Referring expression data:
=== Begin Enclosure ===

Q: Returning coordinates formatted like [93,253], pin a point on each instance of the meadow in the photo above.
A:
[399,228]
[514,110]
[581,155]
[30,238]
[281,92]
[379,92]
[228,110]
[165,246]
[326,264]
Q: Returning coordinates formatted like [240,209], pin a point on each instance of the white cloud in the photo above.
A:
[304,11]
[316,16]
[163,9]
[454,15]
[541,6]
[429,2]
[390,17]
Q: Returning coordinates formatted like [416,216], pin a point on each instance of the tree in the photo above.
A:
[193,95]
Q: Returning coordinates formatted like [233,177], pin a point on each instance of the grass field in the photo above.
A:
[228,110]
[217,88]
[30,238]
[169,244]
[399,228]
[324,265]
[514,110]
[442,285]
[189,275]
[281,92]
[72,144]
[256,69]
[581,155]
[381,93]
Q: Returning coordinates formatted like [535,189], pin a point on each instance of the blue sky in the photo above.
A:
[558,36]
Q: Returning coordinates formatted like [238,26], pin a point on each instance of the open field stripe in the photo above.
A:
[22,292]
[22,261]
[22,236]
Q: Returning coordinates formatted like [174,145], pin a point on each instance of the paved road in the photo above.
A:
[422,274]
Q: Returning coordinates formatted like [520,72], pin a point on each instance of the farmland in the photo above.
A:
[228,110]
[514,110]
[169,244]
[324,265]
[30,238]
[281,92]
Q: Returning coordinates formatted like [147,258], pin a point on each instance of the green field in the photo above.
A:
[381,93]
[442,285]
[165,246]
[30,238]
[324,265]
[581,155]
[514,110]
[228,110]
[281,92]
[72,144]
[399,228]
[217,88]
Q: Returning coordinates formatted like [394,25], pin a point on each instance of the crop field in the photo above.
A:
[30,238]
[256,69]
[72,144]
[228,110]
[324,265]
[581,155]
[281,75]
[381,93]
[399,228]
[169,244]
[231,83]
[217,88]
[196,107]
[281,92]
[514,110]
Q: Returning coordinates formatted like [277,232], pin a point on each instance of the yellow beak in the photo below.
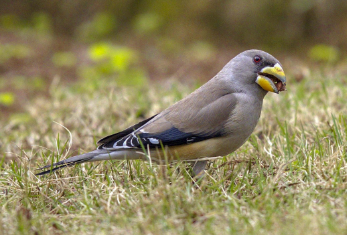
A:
[272,79]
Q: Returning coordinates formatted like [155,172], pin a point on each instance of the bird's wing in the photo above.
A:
[121,134]
[188,121]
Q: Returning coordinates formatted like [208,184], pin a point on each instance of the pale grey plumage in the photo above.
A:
[214,120]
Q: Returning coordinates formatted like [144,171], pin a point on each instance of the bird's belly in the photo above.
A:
[204,149]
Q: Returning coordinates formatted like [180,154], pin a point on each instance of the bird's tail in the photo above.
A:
[87,157]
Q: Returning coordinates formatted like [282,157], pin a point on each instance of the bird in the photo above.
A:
[212,121]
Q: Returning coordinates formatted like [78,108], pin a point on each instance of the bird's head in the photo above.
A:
[257,66]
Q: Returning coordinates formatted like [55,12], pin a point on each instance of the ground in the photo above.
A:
[289,178]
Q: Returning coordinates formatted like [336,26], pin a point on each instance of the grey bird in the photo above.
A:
[214,120]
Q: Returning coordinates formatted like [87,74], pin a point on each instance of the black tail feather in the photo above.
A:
[62,164]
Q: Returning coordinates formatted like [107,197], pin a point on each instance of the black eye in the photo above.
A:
[257,59]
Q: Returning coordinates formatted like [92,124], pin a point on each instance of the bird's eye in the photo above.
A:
[257,59]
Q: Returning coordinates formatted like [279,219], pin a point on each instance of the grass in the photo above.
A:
[289,178]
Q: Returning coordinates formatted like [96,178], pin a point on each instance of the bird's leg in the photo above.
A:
[198,168]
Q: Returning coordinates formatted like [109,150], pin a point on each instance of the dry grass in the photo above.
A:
[290,178]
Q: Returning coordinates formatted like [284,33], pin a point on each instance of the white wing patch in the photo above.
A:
[153,140]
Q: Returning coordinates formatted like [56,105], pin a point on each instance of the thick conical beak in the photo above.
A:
[272,79]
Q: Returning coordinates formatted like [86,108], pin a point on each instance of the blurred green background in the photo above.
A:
[131,42]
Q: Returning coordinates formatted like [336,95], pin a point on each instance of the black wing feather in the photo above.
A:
[119,135]
[170,137]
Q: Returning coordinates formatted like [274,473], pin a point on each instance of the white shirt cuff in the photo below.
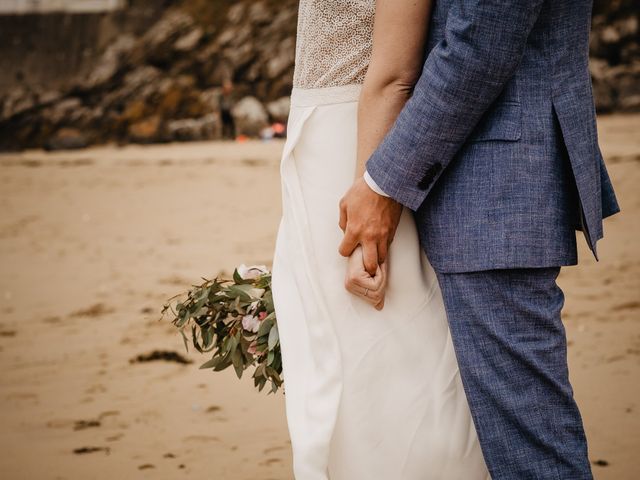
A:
[373,185]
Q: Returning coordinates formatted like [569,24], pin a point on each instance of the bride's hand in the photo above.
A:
[360,283]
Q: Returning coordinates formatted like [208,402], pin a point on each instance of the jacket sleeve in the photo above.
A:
[483,44]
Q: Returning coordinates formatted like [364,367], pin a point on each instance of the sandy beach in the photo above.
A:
[93,242]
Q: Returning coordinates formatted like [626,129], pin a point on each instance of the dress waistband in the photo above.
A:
[309,97]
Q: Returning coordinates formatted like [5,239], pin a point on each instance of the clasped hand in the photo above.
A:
[369,222]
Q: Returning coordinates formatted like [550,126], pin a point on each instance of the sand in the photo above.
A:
[93,242]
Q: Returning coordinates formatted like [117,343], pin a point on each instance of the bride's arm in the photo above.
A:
[399,40]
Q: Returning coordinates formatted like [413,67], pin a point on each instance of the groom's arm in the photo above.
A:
[462,76]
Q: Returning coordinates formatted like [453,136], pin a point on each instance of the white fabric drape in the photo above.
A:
[369,395]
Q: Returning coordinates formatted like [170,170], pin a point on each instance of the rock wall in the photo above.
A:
[184,70]
[615,55]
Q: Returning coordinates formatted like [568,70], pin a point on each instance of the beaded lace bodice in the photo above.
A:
[333,43]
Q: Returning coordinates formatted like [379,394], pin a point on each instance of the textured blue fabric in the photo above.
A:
[500,138]
[512,353]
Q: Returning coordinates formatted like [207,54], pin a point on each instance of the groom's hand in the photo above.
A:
[369,220]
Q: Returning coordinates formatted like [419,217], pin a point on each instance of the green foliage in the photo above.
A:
[234,320]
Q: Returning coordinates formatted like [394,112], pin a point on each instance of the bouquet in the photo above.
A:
[234,319]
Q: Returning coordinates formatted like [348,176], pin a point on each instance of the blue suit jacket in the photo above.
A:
[497,151]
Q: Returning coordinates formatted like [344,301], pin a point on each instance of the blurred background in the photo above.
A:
[139,151]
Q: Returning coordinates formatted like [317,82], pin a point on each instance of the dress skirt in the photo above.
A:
[370,395]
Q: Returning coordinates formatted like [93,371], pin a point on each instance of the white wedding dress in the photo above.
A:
[370,395]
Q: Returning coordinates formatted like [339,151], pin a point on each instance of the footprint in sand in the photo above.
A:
[95,310]
[85,450]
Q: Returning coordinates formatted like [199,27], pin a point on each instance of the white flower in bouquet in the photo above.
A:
[252,272]
[251,323]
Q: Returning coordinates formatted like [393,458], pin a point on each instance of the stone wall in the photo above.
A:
[163,70]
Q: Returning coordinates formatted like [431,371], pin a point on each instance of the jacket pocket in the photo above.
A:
[502,122]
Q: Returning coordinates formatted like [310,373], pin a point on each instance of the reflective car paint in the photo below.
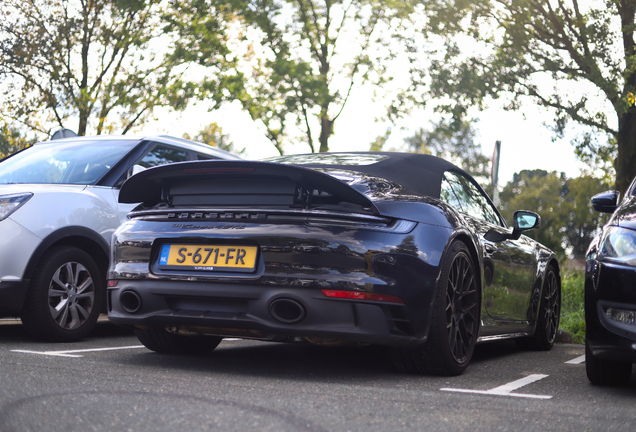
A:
[394,248]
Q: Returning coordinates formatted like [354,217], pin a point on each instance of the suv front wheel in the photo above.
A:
[64,297]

=== End Enclosure ===

YOUR ASSIGNMENT: Every line holding the string "wing" should be copied here, so please find those lines in the data.

EXERCISE SOLUTION:
Q: Returning coordinates formatted like [155,172], pin a point on each instance of the bird's wing in the photo above.
Q: Returning coordinates formatted like [284,33], pin a point on each instance of the white wing patch in the photo above.
Q: Returning coordinates formatted like [336,95], pin a point on each instance of the black wing feather in the photo above.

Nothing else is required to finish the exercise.